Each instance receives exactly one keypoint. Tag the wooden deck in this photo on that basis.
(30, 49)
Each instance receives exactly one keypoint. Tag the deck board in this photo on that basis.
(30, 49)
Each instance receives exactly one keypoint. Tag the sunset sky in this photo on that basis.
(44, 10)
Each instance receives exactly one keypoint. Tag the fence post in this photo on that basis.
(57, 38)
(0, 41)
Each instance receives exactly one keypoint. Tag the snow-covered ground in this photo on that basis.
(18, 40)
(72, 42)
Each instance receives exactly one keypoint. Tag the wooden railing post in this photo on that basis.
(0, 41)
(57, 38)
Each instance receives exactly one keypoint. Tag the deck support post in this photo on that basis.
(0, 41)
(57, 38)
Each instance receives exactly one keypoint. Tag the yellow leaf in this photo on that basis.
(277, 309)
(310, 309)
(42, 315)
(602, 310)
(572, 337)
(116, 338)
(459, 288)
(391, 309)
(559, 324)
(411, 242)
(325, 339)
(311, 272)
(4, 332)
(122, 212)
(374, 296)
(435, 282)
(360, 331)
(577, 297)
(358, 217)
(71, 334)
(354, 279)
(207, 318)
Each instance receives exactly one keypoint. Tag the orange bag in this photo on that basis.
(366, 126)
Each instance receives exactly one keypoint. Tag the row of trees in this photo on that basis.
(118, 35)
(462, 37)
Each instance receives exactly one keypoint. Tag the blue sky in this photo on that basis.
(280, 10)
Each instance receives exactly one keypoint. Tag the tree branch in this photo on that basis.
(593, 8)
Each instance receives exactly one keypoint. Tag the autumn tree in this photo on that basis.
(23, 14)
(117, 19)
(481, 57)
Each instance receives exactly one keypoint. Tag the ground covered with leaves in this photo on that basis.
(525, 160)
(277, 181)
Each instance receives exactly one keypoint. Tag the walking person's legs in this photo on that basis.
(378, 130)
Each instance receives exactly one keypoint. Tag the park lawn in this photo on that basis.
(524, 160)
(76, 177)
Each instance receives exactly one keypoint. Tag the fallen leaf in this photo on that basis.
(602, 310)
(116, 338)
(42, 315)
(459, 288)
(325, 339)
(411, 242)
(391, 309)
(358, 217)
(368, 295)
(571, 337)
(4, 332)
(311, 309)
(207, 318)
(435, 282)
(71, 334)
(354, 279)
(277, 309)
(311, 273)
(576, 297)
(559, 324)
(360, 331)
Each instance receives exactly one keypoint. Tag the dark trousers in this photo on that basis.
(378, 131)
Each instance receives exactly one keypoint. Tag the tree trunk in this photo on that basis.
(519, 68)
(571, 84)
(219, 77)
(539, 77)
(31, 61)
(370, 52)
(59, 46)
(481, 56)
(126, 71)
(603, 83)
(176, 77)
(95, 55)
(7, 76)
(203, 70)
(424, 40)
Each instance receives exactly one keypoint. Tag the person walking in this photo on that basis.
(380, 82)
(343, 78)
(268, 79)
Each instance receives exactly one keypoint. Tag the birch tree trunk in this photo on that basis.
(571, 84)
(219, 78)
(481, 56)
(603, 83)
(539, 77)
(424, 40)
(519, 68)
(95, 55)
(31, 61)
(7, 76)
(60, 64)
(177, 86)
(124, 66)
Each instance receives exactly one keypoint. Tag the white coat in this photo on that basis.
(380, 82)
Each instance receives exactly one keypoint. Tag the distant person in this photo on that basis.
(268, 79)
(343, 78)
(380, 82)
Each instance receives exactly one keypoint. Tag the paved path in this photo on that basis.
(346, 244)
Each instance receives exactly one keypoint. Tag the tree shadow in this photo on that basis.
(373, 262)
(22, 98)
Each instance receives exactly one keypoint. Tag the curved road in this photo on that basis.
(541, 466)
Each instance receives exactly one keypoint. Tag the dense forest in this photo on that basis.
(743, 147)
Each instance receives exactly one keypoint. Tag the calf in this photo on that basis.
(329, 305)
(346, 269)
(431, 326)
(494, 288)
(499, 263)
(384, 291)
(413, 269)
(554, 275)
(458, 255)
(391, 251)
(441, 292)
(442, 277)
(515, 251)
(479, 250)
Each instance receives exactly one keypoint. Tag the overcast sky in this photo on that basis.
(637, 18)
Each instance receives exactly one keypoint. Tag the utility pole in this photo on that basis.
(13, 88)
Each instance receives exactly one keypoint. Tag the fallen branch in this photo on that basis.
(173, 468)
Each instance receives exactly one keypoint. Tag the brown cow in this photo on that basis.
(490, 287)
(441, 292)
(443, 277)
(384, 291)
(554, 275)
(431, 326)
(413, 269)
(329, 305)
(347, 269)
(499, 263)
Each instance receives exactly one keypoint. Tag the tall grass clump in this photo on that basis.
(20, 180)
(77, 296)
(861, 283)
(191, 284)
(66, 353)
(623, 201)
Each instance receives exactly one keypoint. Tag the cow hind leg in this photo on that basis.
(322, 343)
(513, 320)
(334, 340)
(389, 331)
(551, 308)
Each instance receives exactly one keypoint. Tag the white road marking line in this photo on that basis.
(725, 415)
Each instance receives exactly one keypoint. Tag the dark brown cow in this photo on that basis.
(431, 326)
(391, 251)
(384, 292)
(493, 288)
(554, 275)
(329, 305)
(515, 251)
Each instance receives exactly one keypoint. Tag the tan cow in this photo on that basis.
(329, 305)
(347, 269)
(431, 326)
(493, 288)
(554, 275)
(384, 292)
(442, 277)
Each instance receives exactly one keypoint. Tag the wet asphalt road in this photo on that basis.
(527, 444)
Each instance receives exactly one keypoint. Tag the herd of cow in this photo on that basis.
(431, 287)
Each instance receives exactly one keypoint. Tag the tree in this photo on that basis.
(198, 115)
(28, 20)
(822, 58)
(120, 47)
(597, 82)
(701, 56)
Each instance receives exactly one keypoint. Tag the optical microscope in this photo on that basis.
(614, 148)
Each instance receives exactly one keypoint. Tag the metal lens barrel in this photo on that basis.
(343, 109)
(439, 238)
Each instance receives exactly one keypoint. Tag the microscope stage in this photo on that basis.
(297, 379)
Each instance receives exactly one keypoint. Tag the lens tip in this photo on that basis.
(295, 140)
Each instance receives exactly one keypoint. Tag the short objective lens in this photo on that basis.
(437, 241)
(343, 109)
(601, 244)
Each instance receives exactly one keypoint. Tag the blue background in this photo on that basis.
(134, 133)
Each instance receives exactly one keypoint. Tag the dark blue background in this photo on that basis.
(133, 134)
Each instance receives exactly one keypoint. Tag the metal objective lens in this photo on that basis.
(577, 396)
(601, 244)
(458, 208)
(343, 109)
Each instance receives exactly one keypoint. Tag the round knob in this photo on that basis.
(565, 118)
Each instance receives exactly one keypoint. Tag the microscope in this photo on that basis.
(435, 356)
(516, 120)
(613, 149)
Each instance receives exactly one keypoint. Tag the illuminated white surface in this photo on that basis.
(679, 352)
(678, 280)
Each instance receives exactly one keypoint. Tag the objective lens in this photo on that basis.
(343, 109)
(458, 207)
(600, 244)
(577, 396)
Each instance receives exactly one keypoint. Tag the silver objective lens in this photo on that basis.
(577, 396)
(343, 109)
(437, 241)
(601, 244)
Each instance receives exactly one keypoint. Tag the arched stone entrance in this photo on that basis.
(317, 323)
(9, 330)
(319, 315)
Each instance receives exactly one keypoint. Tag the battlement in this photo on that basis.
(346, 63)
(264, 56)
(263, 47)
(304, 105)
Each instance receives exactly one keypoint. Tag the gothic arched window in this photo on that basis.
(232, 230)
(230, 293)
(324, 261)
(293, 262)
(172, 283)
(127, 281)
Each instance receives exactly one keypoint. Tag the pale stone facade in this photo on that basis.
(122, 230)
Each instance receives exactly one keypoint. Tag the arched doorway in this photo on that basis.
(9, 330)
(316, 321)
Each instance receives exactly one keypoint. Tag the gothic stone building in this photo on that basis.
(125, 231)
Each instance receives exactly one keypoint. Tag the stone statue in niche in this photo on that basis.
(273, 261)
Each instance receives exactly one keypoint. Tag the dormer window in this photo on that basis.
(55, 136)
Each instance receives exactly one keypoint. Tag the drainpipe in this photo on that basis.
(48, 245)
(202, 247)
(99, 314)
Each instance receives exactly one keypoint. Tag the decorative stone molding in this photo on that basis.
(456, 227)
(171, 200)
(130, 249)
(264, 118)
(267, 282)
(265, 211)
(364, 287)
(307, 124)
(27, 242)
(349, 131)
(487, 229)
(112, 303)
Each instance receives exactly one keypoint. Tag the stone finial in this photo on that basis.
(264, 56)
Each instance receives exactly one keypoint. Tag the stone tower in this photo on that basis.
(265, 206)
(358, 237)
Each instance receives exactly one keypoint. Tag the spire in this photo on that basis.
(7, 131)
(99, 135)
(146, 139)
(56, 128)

[Written problem]
Beginning at the line that contains "arched window in this photo on that basis.", retype each line of the listing up to and including the last one, exactly as it stands, and nothing else.

[Right answer]
Each instance receives exactly one keypoint. Tag the gothic arched window in this photo on that basis.
(232, 230)
(230, 293)
(324, 261)
(293, 262)
(172, 283)
(127, 281)
Each instance receives exactly one keypoint. Tag the pale stone facade in this photo on that basis.
(122, 230)
Each instance receives exactly one keypoint. Tag the arched doorway in this photo on that basis.
(9, 330)
(316, 321)
Each instance receives exactly one keypoint. Tag the gothic stone building in this photo on that basis.
(125, 231)
Each instance receives exactly one keypoint. Tag the stone statue in niche in this photo on that basis.
(273, 261)
Each instance receives exactly one keypoint. Tag the dormer window in this photo on that basis.
(55, 136)
Each instance receives exactly one keypoint. Tag the drainpipe in this photo on that basis.
(48, 245)
(202, 247)
(99, 314)
Each instance receives exactly one keypoint. Tag the decorative stone molding in this photo on that basis.
(456, 227)
(171, 200)
(130, 249)
(264, 118)
(267, 282)
(265, 211)
(364, 287)
(307, 124)
(27, 242)
(349, 131)
(487, 229)
(112, 303)
Each instance receives exactly one keypoint. Tag the stone finial in this photo on that basis.
(264, 56)
Each instance receives exactly one keypoint. Tag the stone tower in this photo on that basis.
(265, 206)
(358, 237)
Each instance receives exactly one keypoint. Tag the spire in this photo on that basis.
(7, 131)
(99, 135)
(146, 139)
(56, 128)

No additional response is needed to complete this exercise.